__Text section__
************

These activities bring with themselves more complicated solutions as it comes to equity grants – especially as there are multiple ways stock options or stock grants can be transferred at time of transition and it will mainly depend on the two negotiating parties. We will address changes to stock options and Restricted Stock (RSUs) in time of acquisition in this article - as these are the most frequent grants.
I have to start again by pointing out, know your documents and especially understand the terms at time of hire already. Even though the final M&A deal will ultimately decide what your equity grant is worth with the acquisition, your grant agreement as well as the summary plan description for your company’s stock option plan will detail what happens to your options at time of merger and acquisition or in time of “change in control”.
- Vested Options: As for your vested options, your company has to honor them unless it was stated differently in the grant agreement. By law, the buyer in nearly all cases will take over the contractual obligations of the company it acquires. The acquisition can be structured in multiple ways. Your options can be terminated and you receive cash in exchange. You can receive new options of the acquiring company and the amount will depend on the stock exchange ratio that was agreed on between the parties. It can also happen that they give you a choice between these two and you have to potentially exercise all your vested options before the M&A is finalized. Please remember, there are lot of decisions to make that can have various tax consequences therefor you need to know your grants and your agreements.
- Unvested options: This can be a grey area and definitely something you should pay attention to. There is a possibility that the acquiring company will convert your unvested options with current firm to its own unvested options and you will keep the vesting schedule. It is also possible that the acquiring company will not honor any of your unvested options, therefore you will lose them. If you stay with the new company as an employee, they might provide you with a new grant under their own grant agreement with new vesting.

************

Items from a dataset:
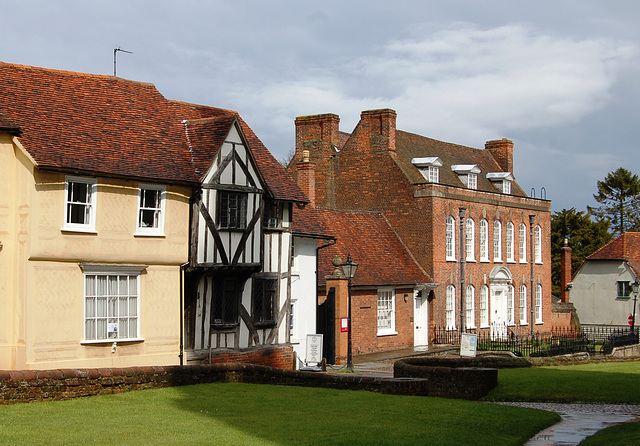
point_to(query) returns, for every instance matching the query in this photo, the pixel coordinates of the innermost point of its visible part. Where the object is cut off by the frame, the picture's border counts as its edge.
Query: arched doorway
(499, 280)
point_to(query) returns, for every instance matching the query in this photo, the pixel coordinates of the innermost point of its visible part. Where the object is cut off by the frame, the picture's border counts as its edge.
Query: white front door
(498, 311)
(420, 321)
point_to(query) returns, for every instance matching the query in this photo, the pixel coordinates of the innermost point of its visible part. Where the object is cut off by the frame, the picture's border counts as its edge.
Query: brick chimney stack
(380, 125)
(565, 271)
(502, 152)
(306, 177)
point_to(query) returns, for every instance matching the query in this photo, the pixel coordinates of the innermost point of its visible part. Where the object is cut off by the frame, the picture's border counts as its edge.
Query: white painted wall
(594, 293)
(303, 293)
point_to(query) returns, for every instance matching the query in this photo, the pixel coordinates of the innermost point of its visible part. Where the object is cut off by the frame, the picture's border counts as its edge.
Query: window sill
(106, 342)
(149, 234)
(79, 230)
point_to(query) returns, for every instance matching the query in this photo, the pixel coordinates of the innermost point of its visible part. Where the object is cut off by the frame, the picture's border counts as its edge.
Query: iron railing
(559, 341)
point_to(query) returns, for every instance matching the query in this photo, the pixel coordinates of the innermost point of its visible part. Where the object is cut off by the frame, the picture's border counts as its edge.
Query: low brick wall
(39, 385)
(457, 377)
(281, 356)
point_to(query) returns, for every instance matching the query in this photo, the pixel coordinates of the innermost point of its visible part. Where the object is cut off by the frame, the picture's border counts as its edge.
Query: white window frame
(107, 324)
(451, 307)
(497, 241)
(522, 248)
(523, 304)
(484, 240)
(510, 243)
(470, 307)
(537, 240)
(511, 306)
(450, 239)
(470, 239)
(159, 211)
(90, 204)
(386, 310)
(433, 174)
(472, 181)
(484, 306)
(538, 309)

************

__Task requirements__
A) Please switch "grey area" to "uncertain area" in the stock options text, beginning at the words "- Unvested options: This" and stopping after "with new vesting.".
B) According to the stock options text, why does the acquiring company generally have to honor vested options?
C) Say whether each statement agrees with the stock options text, answering yes or no and quoting the deciding words.
(i) The article focuses on stock options and Restricted Stock because they are the most frequent grants.
(ii) When a company is acquired, the acquiring company always keeps the original vesting schedule for unvested options.
(iii) The grant agreement and the summary plan description detail what happens to options in a "change in control".

__Correct answers__
A)
- Unvested options: This can be a uncertain area and definitely something you should pay attention to. There is a possibility that the acquiring company will convert your unvested options with current firm to its own unvested options and you will keep the vesting schedule. It is also possible that the acquiring company will not honor any of your unvested options, therefore you will lose them. If you stay with the new company as an employee, they might provide you with a new grant under their own grant agreement with new vesting.

B) By law, the buyer in nearly all cases takes over the contractual obligations of the company it acquires. So vested options must be honored unless the grant agreement states otherwise.

C)
(i) Yes: "as these are the most frequent grants"
(ii) No: "It is also possible that the acquiring company will not honor any of your unvested options, therefore you will lose them."
(iii) Yes: "your grant agreement as well as the summary plan description for your company’s stock option plan will detail what happens to your options at time of merger and acquisition or in time of “change in control”"